[Excerpts of location labeling data]
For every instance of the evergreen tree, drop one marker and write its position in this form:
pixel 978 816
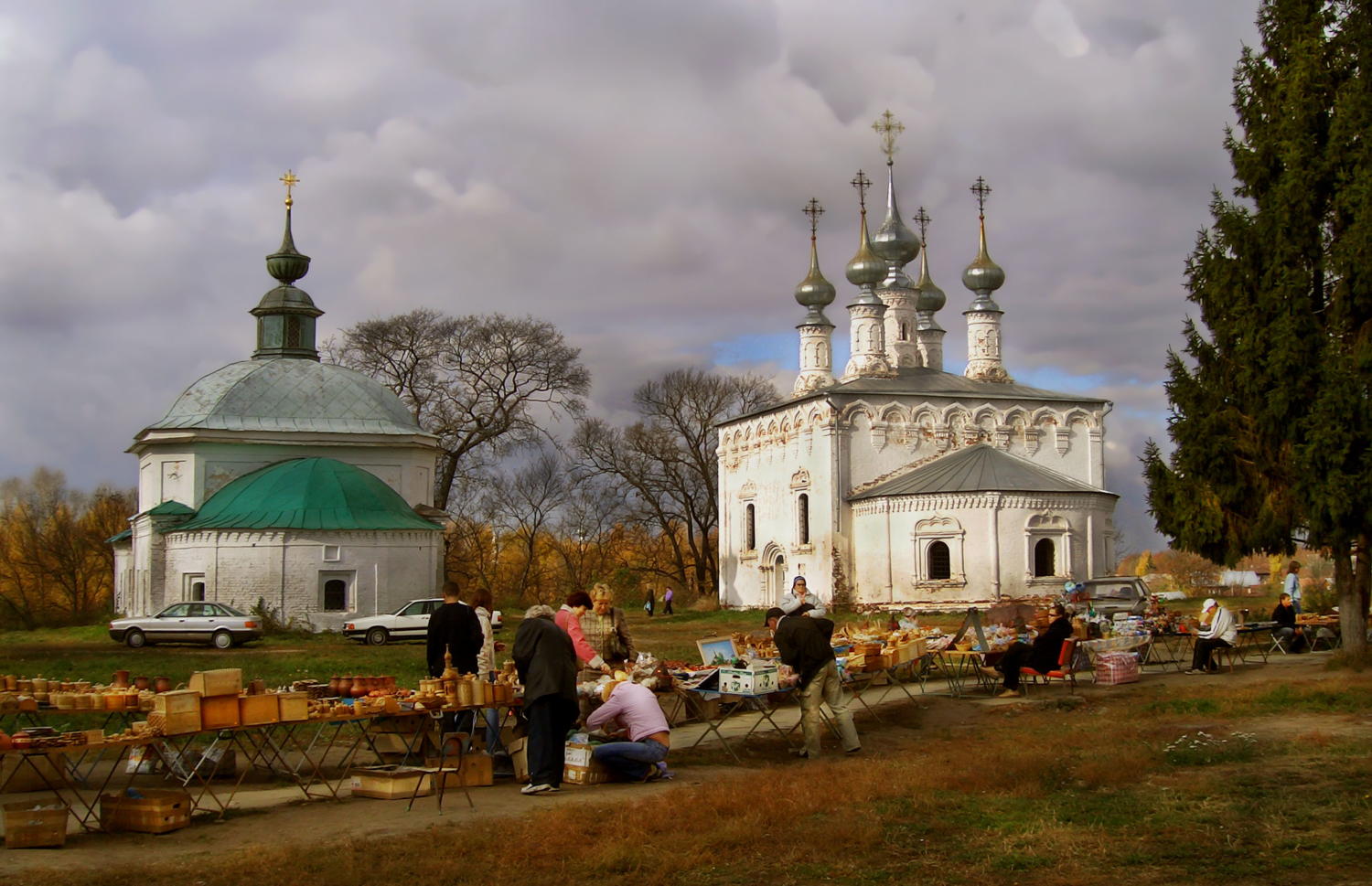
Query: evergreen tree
pixel 1270 406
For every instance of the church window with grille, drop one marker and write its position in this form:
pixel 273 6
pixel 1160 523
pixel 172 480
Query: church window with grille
pixel 1045 559
pixel 940 562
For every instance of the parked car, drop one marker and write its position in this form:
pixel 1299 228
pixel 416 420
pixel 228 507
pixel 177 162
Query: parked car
pixel 408 623
pixel 219 624
pixel 1111 595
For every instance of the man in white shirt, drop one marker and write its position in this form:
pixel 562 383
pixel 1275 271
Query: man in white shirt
pixel 1221 633
pixel 799 601
pixel 1292 586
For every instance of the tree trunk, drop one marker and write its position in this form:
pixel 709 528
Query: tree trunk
pixel 1353 601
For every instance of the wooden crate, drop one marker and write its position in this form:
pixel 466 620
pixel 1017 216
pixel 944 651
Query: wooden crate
pixel 33 825
pixel 224 682
pixel 154 812
pixel 220 712
pixel 294 707
pixel 258 710
pixel 390 782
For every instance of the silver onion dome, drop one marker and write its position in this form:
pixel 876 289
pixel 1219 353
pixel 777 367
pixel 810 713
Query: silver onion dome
pixel 814 291
pixel 894 240
pixel 982 276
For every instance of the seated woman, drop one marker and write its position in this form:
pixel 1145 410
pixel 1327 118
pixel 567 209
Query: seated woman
pixel 1287 631
pixel 1042 656
pixel 638 715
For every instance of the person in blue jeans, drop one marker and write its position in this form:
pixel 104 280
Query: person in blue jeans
pixel 638 715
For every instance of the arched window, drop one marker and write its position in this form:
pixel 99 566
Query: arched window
pixel 335 595
pixel 940 564
pixel 1045 559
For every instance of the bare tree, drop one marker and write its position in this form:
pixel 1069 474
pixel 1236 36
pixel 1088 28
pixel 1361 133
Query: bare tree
pixel 666 466
pixel 483 384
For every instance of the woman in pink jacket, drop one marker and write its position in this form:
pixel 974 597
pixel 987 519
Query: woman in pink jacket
pixel 570 619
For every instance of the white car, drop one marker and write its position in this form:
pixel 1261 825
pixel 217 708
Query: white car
pixel 408 623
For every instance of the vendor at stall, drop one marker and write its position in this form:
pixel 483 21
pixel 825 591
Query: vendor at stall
pixel 546 664
pixel 639 719
pixel 570 619
pixel 606 628
pixel 804 645
pixel 1040 656
pixel 1221 633
pixel 799 601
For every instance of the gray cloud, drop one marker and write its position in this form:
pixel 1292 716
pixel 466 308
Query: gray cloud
pixel 631 170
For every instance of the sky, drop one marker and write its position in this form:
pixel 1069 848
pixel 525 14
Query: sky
pixel 631 170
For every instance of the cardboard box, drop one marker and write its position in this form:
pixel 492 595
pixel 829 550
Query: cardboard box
pixel 35 823
pixel 220 712
pixel 752 680
pixel 180 712
pixel 224 682
pixel 258 710
pixel 391 782
pixel 294 707
pixel 477 770
pixel 154 812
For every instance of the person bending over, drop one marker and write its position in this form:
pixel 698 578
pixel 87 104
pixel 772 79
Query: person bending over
pixel 1220 634
pixel 804 645
pixel 548 669
pixel 1040 656
pixel 1287 630
pixel 638 715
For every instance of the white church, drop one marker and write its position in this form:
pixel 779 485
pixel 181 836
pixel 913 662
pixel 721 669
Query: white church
pixel 918 486
pixel 283 479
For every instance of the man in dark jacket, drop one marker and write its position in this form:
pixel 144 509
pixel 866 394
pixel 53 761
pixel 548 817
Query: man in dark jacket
pixel 453 627
pixel 1042 656
pixel 803 642
pixel 546 663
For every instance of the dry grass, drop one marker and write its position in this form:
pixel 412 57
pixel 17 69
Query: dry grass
pixel 1078 795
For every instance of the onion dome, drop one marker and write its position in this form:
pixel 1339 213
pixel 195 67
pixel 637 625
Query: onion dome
pixel 866 269
pixel 982 276
pixel 814 291
pixel 894 240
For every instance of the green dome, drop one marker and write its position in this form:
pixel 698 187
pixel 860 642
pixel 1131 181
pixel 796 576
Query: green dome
pixel 306 494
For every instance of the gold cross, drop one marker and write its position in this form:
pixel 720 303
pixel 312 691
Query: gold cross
pixel 922 219
pixel 888 128
pixel 814 210
pixel 981 189
pixel 290 180
pixel 862 183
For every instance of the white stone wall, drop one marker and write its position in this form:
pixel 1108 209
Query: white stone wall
pixel 287 570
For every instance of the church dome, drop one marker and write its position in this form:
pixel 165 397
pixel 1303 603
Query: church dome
pixel 306 494
pixel 288 395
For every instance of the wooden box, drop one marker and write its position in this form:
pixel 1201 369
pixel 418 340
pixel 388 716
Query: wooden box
pixel 391 782
pixel 258 710
pixel 224 682
pixel 477 770
pixel 180 712
pixel 33 823
pixel 154 812
pixel 294 707
pixel 220 712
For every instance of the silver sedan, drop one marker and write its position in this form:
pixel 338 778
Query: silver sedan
pixel 217 624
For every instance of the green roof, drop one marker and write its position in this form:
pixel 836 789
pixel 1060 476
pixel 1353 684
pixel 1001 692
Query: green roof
pixel 306 494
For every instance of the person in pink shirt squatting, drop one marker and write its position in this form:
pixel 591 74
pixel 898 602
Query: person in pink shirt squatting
pixel 638 715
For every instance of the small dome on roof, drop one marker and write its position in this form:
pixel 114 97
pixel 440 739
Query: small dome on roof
pixel 290 395
pixel 306 494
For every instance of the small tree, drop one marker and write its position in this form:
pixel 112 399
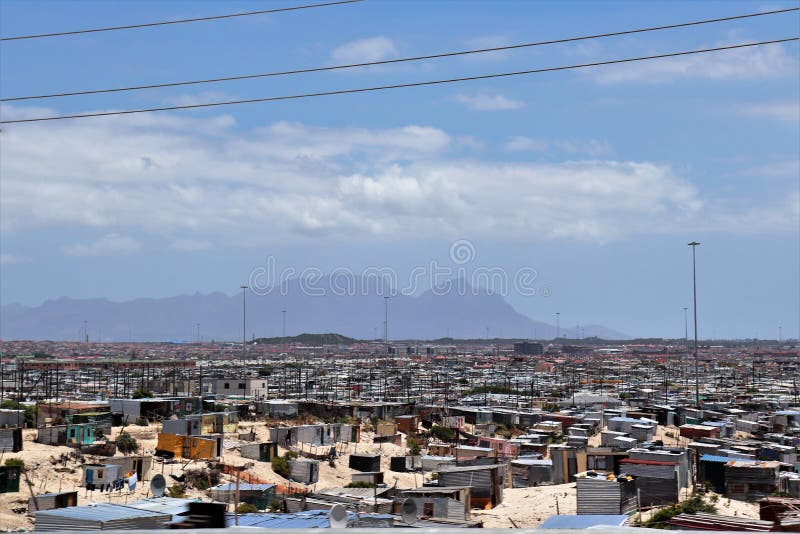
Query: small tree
pixel 15 462
pixel 126 444
pixel 246 508
pixel 280 466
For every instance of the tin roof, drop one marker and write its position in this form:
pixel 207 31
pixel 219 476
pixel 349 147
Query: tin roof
pixel 574 522
pixel 102 513
pixel 309 519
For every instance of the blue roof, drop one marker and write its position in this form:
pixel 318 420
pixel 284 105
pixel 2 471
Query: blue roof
pixel 582 521
pixel 714 458
pixel 243 487
pixel 309 519
pixel 722 459
pixel 101 513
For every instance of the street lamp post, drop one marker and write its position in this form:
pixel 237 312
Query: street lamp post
pixel 694 244
pixel 558 325
pixel 244 320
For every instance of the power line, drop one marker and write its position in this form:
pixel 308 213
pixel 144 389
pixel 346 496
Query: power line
pixel 402 85
pixel 398 60
pixel 180 21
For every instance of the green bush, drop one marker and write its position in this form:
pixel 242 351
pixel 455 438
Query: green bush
pixel 280 466
pixel 442 433
pixel 15 462
pixel 692 505
pixel 176 492
pixel 126 443
pixel 246 508
pixel 360 485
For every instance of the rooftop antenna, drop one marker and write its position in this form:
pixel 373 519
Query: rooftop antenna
pixel 337 516
pixel 408 511
pixel 158 485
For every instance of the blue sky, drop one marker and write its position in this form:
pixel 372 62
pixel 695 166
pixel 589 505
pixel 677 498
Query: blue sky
pixel 595 178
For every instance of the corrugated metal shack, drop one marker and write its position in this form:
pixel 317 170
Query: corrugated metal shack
pixel 9 478
pixel 263 452
pixel 259 495
pixel 103 516
pixel 304 471
pixel 605 494
pixel 657 482
pixel 96 476
pixel 701 521
pixel 11 439
pixel 443 502
pixel 750 480
pixel 486 482
pixel 365 462
pixel 51 501
pixel 402 464
pixel 531 472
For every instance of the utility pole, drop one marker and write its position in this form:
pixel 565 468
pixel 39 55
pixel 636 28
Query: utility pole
pixel 694 244
pixel 386 323
pixel 244 320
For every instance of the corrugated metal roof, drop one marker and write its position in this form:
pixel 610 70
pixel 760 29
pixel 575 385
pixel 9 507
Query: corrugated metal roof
pixel 583 521
pixel 101 513
pixel 309 519
pixel 165 505
pixel 243 487
pixel 715 458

> [DIRECTIONS FOR THIS TASK]: Can you turn all of the material above into a numbered list, one line per item, skipping blank lines and leaving out the pictures?

> [TASK OUTPUT]:
1. For every instance of the evergreen tree, drop one marker and write its position in this form:
2. pixel 978 816
3. Query: evergreen tree
4. pixel 1270 406
5. For every instance of the church window with grille, drop one marker and write its position in this form:
6. pixel 273 6
7. pixel 1160 523
8. pixel 172 480
9. Query: church window with grille
10. pixel 1045 559
11. pixel 940 562
12. For every instance of the parked car, drop one marker and write its position in this form:
13. pixel 1299 228
14. pixel 416 420
15. pixel 228 507
16. pixel 177 162
17. Query: parked car
18. pixel 408 623
19. pixel 219 624
20. pixel 1111 595
21. For every instance of the man in white shirt, drop one marker and write its position in this form:
22. pixel 562 383
23. pixel 1275 271
24. Query: man in white shirt
25. pixel 1221 633
26. pixel 799 601
27. pixel 1292 586
28. For every instance of the tree trunk, drop one marker and write its position in this form:
29. pixel 709 528
30. Query: tree trunk
31. pixel 1353 601
32. For every instance of the wooden crate, drop one marker and write its position in this form:
33. pixel 466 620
34. pixel 1017 216
35. pixel 944 651
36. Query: wooden crate
37. pixel 33 825
38. pixel 224 682
39. pixel 154 812
40. pixel 220 712
41. pixel 294 707
42. pixel 258 710
43. pixel 390 782
44. For every instance of the silver onion dome, drop one marker and write its position in this form:
45. pixel 876 289
46. pixel 1219 353
47. pixel 777 367
48. pixel 810 713
49. Query: silver onion dome
50. pixel 814 291
51. pixel 894 240
52. pixel 982 276
53. For every instance of the seated woman, drop one marker and write its position in this form:
54. pixel 1145 410
55. pixel 1327 118
56. pixel 567 209
57. Query: seated woman
58. pixel 1287 631
59. pixel 1042 656
60. pixel 638 715
61. For every instance of the person in blue jeans, drop one marker and write its position in this form:
62. pixel 104 280
63. Query: person in blue jeans
64. pixel 638 715
65. For every instance of the arched window, drop one marker and write its position in this form:
66. pixel 99 566
67. Query: arched window
68. pixel 335 595
69. pixel 940 564
70. pixel 1045 559
71. For every instance of the bare tree, drop one marker and write its position in this form:
72. pixel 1069 474
73. pixel 1236 36
74. pixel 1088 28
75. pixel 1361 133
76. Query: bare tree
77. pixel 666 466
78. pixel 483 384
79. For every instance of the woman in pink jacket, drop one marker and write its position in this form:
80. pixel 974 597
81. pixel 987 519
82. Query: woman in pink jacket
83. pixel 570 619
84. For every instance of the white car, drop one marker and write its position in this form:
85. pixel 1261 825
86. pixel 217 708
87. Query: white car
88. pixel 408 623
89. For every instance of the vendor at stall, drop one marker and write its position in this form:
90. pixel 483 21
91. pixel 825 591
92. Query: vendor at stall
93. pixel 546 664
94. pixel 639 719
95. pixel 570 619
96. pixel 606 628
97. pixel 804 645
98. pixel 1040 656
99. pixel 1221 633
100. pixel 799 601
101. For every instance of the gray cloud, drop one marker and write its position in this form:
102. pixel 1292 716
103. pixel 466 308
104. Query: gray cloud
105. pixel 631 170
106. For every instance of the sky, drop one marker and write its position in this form:
107. pixel 1069 848
108. pixel 525 14
109. Query: sky
110. pixel 631 170
111. For every instance of the cardboard box, drop one marker and write its position in this form:
112. pixel 492 595
113. pixel 829 550
114. Query: cardboard box
115. pixel 35 823
116. pixel 220 712
117. pixel 752 680
118. pixel 180 712
119. pixel 224 682
120. pixel 258 710
121. pixel 391 782
122. pixel 294 707
123. pixel 477 770
124. pixel 154 812
125. For every instance of the person bending over, drop one marker and write its position in this form:
126. pixel 698 578
127. pixel 87 104
128. pixel 772 79
129. Query: person bending over
130. pixel 1220 634
131. pixel 804 645
132. pixel 548 669
133. pixel 1040 656
134. pixel 1287 630
135. pixel 638 715
136. For every instance of the white church, drop one marker and write its position in this form:
137. pixel 779 485
138. pixel 181 836
139. pixel 913 662
140. pixel 721 669
141. Query: white church
142. pixel 918 486
143. pixel 283 479
144. For every instance of the man in dark jacket, drop one marker and write its position in this form:
145. pixel 144 509
146. pixel 866 394
147. pixel 53 761
148. pixel 548 817
149. Query: man in dark jacket
150. pixel 453 627
151. pixel 1042 656
152. pixel 803 642
153. pixel 546 663
154. For every instance of the dry grass, drop one marker and write its position in this form:
155. pixel 412 57
156. pixel 17 69
157. Query: dry grass
158. pixel 1078 795
159. For every instance of the onion dome, drop one marker and write its position in this form:
160. pixel 1339 213
161. pixel 195 67
162. pixel 637 625
163. Query: onion dome
164. pixel 866 269
165. pixel 982 276
166. pixel 814 291
167. pixel 894 240
168. For every instance of the green dome, drop one marker and write its position in this form:
169. pixel 698 187
170. pixel 860 642
171. pixel 1131 181
172. pixel 796 576
173. Query: green dome
174. pixel 306 494
175. For every instance of the gold cross, drop one marker and write its position in this form:
176. pixel 720 303
177. pixel 312 691
178. Query: gold cross
179. pixel 922 219
180. pixel 888 128
181. pixel 814 210
182. pixel 981 189
183. pixel 290 180
184. pixel 862 183
185. For every instance of the white stone wall, drop one marker and write its position in this form:
186. pixel 1108 209
187. Query: white stone wall
188. pixel 287 570
189. For every instance of the church dome, drop one marker and write its position in this form:
190. pixel 165 397
191. pixel 1303 603
192. Query: church dome
193. pixel 306 494
194. pixel 288 395
195. For every instance of the wooden box, drop one marker and write its position in this form:
196. pixel 1201 369
197. pixel 418 340
198. pixel 388 716
199. Query: wooden box
200. pixel 391 782
201. pixel 258 710
202. pixel 224 682
203. pixel 477 770
204. pixel 180 712
205. pixel 33 823
206. pixel 154 812
207. pixel 294 707
208. pixel 220 712
209. For every instance of the silver sedan, drop one marker and write its position in this form:
210. pixel 338 778
211. Query: silver sedan
212. pixel 217 624
213. For every instance of the green roof, drop one marker and write its position in this form:
214. pixel 836 789
215. pixel 1060 476
216. pixel 1353 684
217. pixel 1001 692
218. Query: green roof
219. pixel 306 494
220. For every instance of the person in pink shirt squatting, drop one marker and write its position in this form:
221. pixel 591 74
222. pixel 898 602
223. Query: person in pink shirt squatting
224. pixel 638 715
225. For every instance of the small dome on roof, drop one marker and write its position in this form:
226. pixel 114 97
227. pixel 440 739
228. Query: small dome on roof
229. pixel 290 395
230. pixel 306 494
231. For every instance of the small tree, drop one marker and write its position in this form:
232. pixel 112 399
233. Query: small tree
234. pixel 15 462
235. pixel 126 444
236. pixel 246 508
237. pixel 280 466
238. For every instance of the tin roof, drop one marker and write its position in this form:
239. pixel 207 31
240. pixel 219 476
241. pixel 349 147
242. Query: tin roof
243. pixel 574 522
244. pixel 102 513
245. pixel 309 519
246. For every instance of the blue roof, drop one marker and write its position in this form:
247. pixel 318 420
248. pixel 284 105
249. pixel 2 471
250. Query: blue roof
251. pixel 582 521
252. pixel 714 458
253. pixel 243 487
254. pixel 309 519
255. pixel 722 459
256. pixel 101 513
257. For every instance of the street lamp post, drop one marker and write its position in this form:
258. pixel 237 312
259. Query: street lamp post
260. pixel 694 244
261. pixel 558 325
262. pixel 244 320
263. For every instance of the power line, drop one marker and write its position in this form:
264. pixel 308 213
265. pixel 144 389
266. pixel 346 496
267. Query: power line
268. pixel 402 85
269. pixel 398 60
270. pixel 180 21
271. For every instance of the green bush, drop one marker and write its position in this form:
272. pixel 242 351
273. pixel 455 438
274. Query: green bush
275. pixel 280 466
276. pixel 442 433
277. pixel 15 462
278. pixel 692 505
279. pixel 176 492
280. pixel 126 443
281. pixel 246 508
282. pixel 360 485
283. For every instance of the rooftop antenna, drop one marker and write its position in this form:
284. pixel 373 519
285. Query: rooftop antenna
286. pixel 337 516
287. pixel 408 511
288. pixel 158 485
289. For every instance of the blue sky, drop one marker and write its position in this form:
290. pixel 372 62
291. pixel 695 166
292. pixel 589 505
293. pixel 677 498
294. Query: blue sky
295. pixel 595 178
296. For every instance of the corrugated metal shack, drop one marker and write its position in this form:
297. pixel 317 170
298. Query: corrugated metal shack
299. pixel 9 478
300. pixel 263 452
301. pixel 259 495
302. pixel 103 516
303. pixel 304 471
304. pixel 605 494
305. pixel 657 482
306. pixel 96 476
307. pixel 701 521
308. pixel 11 439
309. pixel 443 502
310. pixel 750 480
311. pixel 486 482
312. pixel 365 462
313. pixel 51 501
314. pixel 402 464
315. pixel 531 472
316. For every instance of the utility pole, drop one marker and write its position in this form:
317. pixel 565 468
318. pixel 39 55
319. pixel 636 28
320. Query: utility pole
321. pixel 694 244
322. pixel 386 323
323. pixel 244 320
324. For every instance of the corrugated metal roof, drop one marker and write its position in this form:
325. pixel 610 70
326. pixel 760 29
327. pixel 575 385
328. pixel 9 507
329. Query: corrugated metal roof
330. pixel 583 521
331. pixel 101 513
332. pixel 309 519
333. pixel 165 505
334. pixel 243 487
335. pixel 715 458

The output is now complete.